***** RECORD EXCERPTS
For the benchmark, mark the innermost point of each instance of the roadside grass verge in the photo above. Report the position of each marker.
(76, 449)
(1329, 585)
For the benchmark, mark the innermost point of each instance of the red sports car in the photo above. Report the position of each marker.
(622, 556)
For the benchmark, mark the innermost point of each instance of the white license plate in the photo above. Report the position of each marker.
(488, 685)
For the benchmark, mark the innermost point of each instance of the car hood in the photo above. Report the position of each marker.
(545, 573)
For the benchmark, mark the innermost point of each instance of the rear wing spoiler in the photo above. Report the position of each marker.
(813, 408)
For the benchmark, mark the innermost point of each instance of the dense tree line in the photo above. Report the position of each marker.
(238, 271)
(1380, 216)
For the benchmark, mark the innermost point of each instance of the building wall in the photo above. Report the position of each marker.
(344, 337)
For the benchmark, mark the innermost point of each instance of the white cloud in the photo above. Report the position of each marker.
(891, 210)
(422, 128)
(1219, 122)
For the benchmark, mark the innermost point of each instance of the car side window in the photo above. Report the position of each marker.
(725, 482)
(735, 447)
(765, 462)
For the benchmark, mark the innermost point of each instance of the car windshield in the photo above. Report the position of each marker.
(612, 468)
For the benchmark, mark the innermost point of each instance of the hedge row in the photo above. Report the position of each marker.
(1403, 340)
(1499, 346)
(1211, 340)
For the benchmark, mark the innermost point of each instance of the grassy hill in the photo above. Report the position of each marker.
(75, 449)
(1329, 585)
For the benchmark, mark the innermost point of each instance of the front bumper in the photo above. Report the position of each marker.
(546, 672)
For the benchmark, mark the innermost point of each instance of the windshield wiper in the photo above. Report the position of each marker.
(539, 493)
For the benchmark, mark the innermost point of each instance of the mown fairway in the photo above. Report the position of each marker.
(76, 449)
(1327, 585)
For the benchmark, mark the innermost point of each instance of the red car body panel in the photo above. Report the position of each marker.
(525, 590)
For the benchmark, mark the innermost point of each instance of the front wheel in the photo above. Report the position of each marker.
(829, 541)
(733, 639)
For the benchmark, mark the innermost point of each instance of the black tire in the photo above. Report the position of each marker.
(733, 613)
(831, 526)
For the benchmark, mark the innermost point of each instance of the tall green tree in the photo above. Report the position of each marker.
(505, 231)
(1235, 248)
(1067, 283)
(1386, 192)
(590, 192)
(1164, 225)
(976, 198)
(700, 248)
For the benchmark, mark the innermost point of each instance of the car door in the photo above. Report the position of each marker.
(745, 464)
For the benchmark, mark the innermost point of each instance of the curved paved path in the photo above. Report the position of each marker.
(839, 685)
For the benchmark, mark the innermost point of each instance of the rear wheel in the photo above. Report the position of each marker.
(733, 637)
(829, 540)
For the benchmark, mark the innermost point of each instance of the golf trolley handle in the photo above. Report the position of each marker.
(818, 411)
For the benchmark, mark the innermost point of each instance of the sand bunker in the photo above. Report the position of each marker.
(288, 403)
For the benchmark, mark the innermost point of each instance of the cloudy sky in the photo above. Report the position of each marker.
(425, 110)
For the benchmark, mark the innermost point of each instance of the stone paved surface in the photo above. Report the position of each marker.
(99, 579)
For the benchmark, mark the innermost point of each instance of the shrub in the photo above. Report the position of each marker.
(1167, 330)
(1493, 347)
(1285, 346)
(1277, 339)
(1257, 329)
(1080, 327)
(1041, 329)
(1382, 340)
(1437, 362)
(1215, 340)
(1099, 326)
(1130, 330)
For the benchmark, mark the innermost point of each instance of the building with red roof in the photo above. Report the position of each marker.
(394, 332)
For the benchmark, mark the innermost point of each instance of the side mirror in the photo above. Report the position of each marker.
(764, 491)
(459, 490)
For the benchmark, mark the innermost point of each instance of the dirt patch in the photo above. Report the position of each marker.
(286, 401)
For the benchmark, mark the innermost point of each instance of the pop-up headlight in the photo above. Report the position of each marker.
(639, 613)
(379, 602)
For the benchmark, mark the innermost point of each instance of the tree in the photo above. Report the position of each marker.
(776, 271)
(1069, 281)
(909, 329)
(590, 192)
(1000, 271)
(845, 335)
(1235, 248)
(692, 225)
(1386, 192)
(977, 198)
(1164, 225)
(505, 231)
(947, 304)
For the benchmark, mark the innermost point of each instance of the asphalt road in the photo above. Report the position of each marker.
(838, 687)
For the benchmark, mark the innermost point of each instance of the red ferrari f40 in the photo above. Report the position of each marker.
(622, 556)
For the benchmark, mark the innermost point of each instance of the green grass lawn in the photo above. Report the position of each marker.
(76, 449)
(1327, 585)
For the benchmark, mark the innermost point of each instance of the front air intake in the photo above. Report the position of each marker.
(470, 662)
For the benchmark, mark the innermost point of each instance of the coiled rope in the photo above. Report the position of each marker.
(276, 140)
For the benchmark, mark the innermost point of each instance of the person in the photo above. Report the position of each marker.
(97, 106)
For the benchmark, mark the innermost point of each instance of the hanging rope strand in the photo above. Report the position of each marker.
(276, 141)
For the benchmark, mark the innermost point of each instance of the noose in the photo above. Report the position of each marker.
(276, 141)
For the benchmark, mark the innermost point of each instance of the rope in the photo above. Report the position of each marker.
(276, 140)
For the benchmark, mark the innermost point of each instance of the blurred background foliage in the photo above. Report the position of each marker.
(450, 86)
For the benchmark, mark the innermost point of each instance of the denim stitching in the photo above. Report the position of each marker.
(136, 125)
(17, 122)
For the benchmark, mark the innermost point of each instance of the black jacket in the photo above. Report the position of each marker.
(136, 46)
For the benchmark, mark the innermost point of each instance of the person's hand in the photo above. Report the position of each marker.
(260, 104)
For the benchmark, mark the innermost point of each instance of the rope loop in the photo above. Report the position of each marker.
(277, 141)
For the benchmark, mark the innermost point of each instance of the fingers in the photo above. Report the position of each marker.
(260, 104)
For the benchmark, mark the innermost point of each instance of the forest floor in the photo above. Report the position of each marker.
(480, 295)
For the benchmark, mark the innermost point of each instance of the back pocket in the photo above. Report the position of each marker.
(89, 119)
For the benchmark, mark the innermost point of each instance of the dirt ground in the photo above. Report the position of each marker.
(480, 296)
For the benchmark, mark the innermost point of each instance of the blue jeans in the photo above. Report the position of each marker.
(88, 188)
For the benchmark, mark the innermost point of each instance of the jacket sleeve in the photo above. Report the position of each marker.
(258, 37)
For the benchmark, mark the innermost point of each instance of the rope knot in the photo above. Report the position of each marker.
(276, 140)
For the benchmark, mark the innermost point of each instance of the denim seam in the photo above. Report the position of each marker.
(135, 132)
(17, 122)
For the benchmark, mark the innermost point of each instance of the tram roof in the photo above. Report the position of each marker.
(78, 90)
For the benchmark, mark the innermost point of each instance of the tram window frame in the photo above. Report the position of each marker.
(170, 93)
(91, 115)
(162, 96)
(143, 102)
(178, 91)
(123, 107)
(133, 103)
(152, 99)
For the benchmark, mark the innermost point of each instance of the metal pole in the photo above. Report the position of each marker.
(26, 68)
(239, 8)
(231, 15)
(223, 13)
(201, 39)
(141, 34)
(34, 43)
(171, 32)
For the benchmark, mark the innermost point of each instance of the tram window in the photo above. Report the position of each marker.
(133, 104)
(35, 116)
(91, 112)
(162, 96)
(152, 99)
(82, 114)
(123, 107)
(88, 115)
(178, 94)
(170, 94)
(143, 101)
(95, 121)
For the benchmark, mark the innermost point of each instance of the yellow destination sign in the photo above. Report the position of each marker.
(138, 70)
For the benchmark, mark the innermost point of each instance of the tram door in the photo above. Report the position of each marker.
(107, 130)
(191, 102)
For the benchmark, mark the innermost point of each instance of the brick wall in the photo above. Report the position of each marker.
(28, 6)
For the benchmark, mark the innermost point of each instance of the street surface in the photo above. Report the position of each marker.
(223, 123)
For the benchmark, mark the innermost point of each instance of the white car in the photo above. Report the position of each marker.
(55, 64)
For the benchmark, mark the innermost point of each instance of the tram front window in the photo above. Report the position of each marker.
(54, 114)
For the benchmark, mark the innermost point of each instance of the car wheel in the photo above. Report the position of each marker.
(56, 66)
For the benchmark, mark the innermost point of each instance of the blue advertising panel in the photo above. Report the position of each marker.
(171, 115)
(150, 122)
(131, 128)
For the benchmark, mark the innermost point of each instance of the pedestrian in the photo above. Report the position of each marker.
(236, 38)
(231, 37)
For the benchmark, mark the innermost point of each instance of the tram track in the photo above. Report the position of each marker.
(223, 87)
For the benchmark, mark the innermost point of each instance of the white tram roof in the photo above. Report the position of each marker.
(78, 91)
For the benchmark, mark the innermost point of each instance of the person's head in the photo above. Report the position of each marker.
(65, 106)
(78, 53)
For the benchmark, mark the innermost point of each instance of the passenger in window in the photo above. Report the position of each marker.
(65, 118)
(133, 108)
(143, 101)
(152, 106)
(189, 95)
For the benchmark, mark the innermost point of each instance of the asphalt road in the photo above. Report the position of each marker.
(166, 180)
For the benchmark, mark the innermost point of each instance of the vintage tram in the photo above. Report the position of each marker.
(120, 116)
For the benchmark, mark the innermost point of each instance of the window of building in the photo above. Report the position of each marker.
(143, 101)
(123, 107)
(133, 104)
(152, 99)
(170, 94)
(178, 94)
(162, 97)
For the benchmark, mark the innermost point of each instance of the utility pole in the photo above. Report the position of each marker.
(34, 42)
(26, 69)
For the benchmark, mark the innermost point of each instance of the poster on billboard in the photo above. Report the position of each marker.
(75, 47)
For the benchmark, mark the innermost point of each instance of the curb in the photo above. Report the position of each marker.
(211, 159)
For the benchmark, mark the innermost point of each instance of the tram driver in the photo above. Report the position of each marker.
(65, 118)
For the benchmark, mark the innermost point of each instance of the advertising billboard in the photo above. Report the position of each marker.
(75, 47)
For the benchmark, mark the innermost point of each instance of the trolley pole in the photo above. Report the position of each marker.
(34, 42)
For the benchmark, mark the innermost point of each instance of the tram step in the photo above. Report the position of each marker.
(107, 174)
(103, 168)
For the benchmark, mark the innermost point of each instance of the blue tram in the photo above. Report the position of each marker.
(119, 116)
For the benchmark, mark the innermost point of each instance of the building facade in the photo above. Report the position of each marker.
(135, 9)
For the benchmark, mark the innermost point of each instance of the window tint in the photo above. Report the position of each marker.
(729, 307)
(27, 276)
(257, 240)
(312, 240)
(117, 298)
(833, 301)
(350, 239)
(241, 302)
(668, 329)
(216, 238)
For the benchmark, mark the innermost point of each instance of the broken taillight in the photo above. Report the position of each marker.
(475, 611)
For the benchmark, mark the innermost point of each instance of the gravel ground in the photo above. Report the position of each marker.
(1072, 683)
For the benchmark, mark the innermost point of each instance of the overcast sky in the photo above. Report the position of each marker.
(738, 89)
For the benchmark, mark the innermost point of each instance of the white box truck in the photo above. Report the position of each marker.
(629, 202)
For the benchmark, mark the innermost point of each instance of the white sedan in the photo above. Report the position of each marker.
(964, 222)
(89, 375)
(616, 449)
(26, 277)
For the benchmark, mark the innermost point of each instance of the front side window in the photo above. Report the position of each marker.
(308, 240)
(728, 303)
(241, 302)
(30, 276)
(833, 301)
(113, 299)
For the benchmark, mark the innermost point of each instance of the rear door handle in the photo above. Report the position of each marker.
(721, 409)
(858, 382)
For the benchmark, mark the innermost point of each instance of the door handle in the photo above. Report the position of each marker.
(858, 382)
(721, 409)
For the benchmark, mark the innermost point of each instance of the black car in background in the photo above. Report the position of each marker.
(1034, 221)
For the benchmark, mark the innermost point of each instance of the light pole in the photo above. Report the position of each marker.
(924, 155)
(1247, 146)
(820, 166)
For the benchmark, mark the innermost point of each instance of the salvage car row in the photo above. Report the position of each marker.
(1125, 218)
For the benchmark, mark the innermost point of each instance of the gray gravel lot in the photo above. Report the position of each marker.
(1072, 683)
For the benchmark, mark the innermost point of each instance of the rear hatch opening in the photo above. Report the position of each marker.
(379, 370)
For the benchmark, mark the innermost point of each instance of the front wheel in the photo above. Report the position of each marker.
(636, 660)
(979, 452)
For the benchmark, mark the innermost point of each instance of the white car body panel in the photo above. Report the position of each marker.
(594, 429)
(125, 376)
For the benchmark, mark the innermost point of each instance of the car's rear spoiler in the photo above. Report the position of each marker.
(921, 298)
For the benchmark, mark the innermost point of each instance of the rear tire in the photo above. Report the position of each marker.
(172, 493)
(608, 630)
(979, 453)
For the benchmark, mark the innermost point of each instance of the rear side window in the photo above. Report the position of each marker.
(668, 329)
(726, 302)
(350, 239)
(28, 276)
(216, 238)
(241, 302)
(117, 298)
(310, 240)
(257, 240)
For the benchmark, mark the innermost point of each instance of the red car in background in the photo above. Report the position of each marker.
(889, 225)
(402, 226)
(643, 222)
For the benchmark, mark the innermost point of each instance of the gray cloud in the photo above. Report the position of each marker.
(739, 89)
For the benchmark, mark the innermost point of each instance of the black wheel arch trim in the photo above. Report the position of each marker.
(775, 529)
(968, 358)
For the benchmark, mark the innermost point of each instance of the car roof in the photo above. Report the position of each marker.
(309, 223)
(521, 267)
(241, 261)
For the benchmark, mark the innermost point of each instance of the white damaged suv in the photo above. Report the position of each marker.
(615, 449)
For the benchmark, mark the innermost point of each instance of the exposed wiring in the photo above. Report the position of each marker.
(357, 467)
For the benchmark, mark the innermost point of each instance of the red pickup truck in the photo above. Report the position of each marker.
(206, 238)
**********
BRIEF:
Reproduce, unchanged and in full, the stretch of the records from the line containing "of the curved" through the line containing "(1130, 330)".

EXERCISE ANSWER:
For the benchmark, mark the innermost point of each instance of the curved paved path in the photo above. Report the position of each marker.
(839, 685)
For the benchmark, mark the innermost point of each instance of the rear wheel in the photo above. Report the position of each marker.
(733, 637)
(829, 540)
For the benchmark, mark the innermost point of each instance of the golf trolley handle in the photo above. Report the position of each marker.
(818, 411)
For the benchmark, mark the innermost point of each instance of the sand bunker in the photo above. Report the position of each marker.
(288, 403)
For the benchmark, mark the innermost point of each instance of the cloudy sky in the photo above. Report the position of each marker.
(425, 110)
For the benchmark, mark the innermost point of each instance of the stone paved surface in the photo above. Report the position of each marker.
(99, 579)
For the benchmark, mark the innermost point of each instance of the shrub in the photo above. Report the position of each marker.
(1167, 330)
(1493, 347)
(1285, 346)
(1277, 339)
(1257, 329)
(1080, 327)
(1041, 329)
(1382, 340)
(1437, 362)
(1215, 340)
(1099, 326)
(1130, 330)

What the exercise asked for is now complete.